Activity →
Your answer consists of the lines in the data that contain "below". Copy each of them.
-------- Data in this exercise
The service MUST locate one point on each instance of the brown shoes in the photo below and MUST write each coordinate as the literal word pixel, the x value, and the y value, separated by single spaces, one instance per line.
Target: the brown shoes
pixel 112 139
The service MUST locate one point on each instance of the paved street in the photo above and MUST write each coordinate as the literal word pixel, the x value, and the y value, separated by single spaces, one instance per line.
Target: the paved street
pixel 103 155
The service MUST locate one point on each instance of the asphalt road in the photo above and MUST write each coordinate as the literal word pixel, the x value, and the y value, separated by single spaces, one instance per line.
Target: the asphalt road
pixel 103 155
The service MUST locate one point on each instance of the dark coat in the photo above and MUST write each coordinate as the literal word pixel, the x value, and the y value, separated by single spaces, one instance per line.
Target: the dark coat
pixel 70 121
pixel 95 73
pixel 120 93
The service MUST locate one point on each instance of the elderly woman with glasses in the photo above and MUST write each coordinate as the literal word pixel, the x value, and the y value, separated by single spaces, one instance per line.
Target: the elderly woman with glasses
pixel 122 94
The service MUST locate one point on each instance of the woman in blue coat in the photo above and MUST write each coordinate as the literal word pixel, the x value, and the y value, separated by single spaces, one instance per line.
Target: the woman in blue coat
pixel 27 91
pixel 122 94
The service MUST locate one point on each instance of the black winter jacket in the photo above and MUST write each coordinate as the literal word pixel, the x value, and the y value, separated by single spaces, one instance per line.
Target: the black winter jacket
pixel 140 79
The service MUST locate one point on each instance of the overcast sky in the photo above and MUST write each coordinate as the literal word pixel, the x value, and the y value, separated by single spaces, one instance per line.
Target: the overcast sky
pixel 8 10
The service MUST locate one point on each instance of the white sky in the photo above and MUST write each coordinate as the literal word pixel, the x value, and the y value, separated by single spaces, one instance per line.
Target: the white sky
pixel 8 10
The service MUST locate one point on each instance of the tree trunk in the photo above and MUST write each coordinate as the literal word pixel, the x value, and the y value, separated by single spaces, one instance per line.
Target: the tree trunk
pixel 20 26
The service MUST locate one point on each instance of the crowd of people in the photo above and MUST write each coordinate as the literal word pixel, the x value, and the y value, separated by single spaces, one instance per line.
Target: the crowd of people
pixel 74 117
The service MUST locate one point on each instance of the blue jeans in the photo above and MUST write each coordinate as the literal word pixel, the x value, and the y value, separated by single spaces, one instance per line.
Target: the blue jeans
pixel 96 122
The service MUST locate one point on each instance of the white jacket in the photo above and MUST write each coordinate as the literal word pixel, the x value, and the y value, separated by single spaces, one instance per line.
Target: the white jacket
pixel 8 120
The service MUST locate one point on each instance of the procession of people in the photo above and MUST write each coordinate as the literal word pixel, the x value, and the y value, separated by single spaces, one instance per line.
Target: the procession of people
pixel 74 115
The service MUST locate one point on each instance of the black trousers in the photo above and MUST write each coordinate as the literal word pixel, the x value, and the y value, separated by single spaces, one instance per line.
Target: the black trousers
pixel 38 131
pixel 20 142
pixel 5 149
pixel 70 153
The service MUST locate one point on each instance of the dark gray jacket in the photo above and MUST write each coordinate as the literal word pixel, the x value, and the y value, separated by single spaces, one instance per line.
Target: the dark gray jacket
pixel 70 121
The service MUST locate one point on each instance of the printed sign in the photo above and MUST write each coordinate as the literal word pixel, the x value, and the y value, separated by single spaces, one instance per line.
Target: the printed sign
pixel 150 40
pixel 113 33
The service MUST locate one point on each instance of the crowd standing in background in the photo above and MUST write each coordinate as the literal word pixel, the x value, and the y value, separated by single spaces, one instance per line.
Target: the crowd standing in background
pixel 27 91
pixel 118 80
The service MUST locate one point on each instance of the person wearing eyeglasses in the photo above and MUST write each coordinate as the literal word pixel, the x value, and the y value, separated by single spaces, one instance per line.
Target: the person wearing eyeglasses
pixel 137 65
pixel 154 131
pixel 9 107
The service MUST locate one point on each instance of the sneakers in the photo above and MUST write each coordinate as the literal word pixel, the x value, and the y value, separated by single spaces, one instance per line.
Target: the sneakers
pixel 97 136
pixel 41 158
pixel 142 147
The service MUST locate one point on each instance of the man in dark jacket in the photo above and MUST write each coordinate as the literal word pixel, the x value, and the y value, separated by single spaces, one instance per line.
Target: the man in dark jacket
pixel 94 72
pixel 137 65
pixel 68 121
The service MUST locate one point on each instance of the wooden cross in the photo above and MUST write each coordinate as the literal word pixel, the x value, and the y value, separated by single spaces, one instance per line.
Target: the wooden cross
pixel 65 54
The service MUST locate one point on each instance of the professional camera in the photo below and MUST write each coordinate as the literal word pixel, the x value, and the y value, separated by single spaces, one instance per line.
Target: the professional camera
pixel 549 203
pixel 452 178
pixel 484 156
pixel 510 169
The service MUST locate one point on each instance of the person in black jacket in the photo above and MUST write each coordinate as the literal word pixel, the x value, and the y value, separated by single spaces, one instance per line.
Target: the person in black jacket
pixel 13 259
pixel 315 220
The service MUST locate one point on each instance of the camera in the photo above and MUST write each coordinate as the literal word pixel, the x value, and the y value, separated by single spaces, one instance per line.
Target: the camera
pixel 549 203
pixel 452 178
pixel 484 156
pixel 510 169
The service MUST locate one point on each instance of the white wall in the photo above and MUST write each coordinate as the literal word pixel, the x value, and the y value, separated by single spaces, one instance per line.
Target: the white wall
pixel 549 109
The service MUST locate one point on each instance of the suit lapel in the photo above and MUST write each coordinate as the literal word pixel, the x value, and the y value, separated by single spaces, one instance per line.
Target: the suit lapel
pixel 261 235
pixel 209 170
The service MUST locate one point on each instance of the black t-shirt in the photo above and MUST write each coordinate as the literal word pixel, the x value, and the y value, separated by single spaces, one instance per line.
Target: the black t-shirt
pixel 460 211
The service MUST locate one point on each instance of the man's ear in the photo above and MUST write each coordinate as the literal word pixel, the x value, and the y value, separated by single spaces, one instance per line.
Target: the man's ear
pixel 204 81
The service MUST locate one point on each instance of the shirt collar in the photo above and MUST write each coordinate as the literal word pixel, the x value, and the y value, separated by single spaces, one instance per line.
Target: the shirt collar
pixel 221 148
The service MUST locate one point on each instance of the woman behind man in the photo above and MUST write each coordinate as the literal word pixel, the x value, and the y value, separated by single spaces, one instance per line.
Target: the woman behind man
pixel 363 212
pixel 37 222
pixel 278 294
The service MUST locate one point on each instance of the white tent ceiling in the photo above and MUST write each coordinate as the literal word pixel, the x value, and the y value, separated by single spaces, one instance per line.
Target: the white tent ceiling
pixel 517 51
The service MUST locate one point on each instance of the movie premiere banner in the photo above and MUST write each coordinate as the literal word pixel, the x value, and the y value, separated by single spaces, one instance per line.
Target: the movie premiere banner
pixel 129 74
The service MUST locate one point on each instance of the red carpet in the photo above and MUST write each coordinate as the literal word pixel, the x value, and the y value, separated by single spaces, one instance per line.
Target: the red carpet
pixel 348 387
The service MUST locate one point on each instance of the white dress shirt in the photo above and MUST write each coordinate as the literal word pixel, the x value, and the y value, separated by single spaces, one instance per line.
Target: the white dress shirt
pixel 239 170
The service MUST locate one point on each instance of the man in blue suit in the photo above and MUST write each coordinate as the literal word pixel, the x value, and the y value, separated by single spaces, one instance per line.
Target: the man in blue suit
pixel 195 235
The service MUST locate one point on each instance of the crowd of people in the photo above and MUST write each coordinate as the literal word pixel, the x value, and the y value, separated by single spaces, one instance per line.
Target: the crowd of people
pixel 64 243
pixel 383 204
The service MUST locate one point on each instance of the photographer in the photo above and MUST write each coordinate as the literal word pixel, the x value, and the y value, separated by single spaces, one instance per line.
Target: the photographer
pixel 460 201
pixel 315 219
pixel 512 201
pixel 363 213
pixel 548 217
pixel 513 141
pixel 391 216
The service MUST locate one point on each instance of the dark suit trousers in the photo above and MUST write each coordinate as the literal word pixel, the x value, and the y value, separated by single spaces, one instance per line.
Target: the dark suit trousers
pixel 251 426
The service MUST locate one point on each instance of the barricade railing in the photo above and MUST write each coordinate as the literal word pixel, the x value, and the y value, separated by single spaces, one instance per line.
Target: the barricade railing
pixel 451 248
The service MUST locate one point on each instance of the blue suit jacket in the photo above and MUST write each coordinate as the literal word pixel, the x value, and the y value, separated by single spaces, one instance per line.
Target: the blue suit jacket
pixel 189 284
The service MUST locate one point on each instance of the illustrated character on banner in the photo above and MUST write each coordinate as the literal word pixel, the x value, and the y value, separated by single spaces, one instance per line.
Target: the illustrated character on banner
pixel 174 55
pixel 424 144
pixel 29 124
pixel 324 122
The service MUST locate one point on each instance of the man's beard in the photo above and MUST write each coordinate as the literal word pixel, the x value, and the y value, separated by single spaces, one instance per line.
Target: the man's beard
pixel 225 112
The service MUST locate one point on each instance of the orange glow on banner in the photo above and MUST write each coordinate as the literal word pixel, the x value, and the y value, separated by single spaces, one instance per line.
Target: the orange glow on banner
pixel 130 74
----------------
Solution to this exercise →
The service MUST locate one point on each instance of the brown shoes in the photo below and MUST write each coordinate as the literal word pixel, the x value, and the y value, separated by single spaces, one instance per line.
The service MUST locate one point on each instance of the professional camera in the photo below and MUST write each coordinate as the literal word pixel, the x value, and the y value, separated by single spaces, one instance per line.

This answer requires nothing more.